__Extract__:
\documentstyle[twoside,fleqn,npb,epsfig]{article}

\title{DIANA and selected applications\thanks{Supported by EU project
HPRN-CT-2000-00149}}
\def\theaddress{\relax}
\author{J.~Fleischer\address{Universit\"at Bielefeld,
        Fakult\"at f\"ur Physik, Bielefeld, Germany},%
        \addtocounter{address}{-1}
        M.~Tentyukov\addressmark\thanks{Supported by DFG under the project
FL 241/4-2}\thanks{On leave from JINR, Dubna, Russia}
        and\addtocounter{address}{-1}
        O.V.~Tarasov\addressmark\footnotemark[2]\footnotemark[3]
        }
\begin{document}

\begin{abstract}
New developments concerning the extension of the Feynman diagram analyzer
DIANA are presented. We discuss new graphics facilities, different approaches
to automation of momenta distribution and parallel processing facilities.

__Request 1__:
According to the DIANA source, which EU project supported the work?
__Request 2__:
Extend the DIANA source past its final line, in the same LaTeX style.

__Provided records__:

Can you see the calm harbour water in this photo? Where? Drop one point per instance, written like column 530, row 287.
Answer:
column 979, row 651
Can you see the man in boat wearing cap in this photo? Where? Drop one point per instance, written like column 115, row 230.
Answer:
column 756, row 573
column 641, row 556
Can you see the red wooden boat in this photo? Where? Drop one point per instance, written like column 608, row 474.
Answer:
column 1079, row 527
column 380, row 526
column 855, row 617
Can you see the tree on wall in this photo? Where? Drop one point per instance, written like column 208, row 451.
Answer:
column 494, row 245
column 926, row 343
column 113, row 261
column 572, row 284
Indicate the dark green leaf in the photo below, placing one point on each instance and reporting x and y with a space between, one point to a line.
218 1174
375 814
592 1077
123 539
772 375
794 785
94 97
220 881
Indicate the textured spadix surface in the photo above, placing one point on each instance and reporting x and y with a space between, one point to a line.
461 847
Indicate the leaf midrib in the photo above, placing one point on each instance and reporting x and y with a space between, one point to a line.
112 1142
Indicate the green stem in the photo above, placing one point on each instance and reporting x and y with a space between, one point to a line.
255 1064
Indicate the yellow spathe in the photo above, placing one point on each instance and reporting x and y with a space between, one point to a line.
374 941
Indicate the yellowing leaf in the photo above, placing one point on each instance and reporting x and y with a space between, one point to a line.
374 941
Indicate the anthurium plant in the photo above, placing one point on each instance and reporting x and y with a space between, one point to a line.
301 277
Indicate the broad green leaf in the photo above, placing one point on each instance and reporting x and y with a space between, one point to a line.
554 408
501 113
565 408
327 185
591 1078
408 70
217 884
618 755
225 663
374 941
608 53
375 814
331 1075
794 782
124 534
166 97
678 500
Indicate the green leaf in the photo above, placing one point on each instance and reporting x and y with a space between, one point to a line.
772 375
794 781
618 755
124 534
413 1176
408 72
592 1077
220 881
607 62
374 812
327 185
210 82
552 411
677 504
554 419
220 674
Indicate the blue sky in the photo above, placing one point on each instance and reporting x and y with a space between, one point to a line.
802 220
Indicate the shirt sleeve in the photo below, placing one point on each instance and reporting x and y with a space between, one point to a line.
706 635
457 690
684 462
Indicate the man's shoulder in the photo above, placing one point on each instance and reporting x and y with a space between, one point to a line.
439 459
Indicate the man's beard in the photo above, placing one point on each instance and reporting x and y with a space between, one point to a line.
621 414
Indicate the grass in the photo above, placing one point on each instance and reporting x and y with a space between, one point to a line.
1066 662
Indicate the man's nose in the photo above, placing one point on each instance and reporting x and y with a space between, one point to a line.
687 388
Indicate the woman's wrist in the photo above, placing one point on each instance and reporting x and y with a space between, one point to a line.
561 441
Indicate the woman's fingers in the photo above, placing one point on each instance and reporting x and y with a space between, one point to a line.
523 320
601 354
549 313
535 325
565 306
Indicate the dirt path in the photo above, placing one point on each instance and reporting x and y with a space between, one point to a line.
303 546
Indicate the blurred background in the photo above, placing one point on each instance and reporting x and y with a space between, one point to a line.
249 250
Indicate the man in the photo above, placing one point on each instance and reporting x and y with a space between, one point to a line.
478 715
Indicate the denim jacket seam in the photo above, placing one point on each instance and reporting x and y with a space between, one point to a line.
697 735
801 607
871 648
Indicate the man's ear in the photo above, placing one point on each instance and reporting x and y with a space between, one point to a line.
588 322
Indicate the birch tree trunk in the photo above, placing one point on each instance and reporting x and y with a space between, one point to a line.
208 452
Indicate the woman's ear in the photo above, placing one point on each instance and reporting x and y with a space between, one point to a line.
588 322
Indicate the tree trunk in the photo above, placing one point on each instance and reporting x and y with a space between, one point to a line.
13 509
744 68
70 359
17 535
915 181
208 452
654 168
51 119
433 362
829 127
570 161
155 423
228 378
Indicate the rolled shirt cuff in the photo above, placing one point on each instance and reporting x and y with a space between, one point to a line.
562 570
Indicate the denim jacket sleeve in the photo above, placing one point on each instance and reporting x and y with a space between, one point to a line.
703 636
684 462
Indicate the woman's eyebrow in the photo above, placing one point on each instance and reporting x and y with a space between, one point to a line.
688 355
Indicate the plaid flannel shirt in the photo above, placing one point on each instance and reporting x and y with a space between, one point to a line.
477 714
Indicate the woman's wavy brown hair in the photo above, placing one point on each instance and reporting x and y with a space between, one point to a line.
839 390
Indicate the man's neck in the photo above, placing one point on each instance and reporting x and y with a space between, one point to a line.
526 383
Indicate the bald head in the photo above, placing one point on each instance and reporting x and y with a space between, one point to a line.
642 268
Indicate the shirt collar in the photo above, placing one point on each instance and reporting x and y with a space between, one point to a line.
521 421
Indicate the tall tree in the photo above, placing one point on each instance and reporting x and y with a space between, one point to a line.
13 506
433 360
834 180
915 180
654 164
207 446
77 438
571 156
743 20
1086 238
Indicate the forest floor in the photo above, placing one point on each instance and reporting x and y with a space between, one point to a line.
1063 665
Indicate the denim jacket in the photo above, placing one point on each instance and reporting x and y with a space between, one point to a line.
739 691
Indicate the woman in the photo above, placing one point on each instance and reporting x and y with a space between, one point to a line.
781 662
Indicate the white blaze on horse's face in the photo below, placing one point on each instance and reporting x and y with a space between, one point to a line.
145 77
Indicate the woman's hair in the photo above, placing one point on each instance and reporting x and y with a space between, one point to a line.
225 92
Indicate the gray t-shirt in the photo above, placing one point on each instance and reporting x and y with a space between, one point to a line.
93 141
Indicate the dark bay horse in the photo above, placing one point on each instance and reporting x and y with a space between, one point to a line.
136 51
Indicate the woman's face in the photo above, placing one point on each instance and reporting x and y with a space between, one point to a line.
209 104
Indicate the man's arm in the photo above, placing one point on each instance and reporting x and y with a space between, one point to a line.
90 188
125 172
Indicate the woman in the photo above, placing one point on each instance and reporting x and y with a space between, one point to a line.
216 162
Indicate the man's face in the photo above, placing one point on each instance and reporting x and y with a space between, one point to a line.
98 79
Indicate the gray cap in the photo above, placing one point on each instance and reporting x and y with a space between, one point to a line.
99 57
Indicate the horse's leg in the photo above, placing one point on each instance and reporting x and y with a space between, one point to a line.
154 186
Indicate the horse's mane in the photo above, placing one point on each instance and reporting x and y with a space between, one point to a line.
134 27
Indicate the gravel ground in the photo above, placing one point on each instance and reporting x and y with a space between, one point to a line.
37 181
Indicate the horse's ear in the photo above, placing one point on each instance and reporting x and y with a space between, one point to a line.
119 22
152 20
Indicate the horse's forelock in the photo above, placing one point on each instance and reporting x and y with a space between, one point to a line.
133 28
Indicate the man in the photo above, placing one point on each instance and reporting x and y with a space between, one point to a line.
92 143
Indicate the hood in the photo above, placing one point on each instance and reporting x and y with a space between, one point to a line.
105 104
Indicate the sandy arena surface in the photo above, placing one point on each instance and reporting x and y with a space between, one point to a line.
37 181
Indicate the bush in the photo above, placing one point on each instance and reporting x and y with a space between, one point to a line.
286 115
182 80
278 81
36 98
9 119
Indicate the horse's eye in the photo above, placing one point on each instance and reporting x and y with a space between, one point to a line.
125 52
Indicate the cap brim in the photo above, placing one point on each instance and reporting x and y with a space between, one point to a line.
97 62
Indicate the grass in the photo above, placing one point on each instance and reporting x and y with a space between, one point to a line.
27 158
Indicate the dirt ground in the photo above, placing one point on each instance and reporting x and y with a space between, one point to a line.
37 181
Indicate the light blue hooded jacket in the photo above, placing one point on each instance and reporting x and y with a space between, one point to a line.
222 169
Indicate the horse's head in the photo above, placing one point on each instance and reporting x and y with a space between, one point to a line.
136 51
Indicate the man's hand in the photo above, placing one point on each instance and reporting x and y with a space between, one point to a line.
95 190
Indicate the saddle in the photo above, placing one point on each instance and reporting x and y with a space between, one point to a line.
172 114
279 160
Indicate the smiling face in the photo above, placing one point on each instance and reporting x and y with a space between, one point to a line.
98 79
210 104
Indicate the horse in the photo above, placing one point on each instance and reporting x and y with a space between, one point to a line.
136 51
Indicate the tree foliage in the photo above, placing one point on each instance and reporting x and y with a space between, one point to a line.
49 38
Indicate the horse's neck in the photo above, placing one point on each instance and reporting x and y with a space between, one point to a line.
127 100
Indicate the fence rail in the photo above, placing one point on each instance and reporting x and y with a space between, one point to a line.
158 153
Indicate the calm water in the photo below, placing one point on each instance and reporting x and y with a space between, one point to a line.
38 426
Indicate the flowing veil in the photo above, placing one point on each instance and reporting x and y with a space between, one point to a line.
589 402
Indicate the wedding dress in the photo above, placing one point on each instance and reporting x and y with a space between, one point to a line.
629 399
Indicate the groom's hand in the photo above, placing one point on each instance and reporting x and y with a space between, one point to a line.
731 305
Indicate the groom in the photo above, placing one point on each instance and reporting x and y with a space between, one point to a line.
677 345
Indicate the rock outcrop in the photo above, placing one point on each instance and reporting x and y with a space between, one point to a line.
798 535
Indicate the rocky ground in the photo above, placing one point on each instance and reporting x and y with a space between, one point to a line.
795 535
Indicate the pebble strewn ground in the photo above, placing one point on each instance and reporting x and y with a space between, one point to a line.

__Final answer 1__:
EU project HPRN-CT-2000-00149.

__Final answer 2__:
Furthermore applications to $t\bar t$ production and Bhabha scattering are
shortly discussed.
%\vspace{1pc}
\end{abstract}

% typeset front matter (including abstract)
\maketitle
\setcounter{footnote}{0}
The project called DIANA (DIagram ANAlyzer)\cite{Diana} for the evaluation
of Feynman diagrams was started by our group some time ago. It was already
used to calculate several processes \cite{usage}. The recent
development\footnote{For details look at\\
http://www.physik.uni-bielefeld.de/$\tilde{\,}$tentukov/diana.html}
of this project is do\-cumented in this contribution.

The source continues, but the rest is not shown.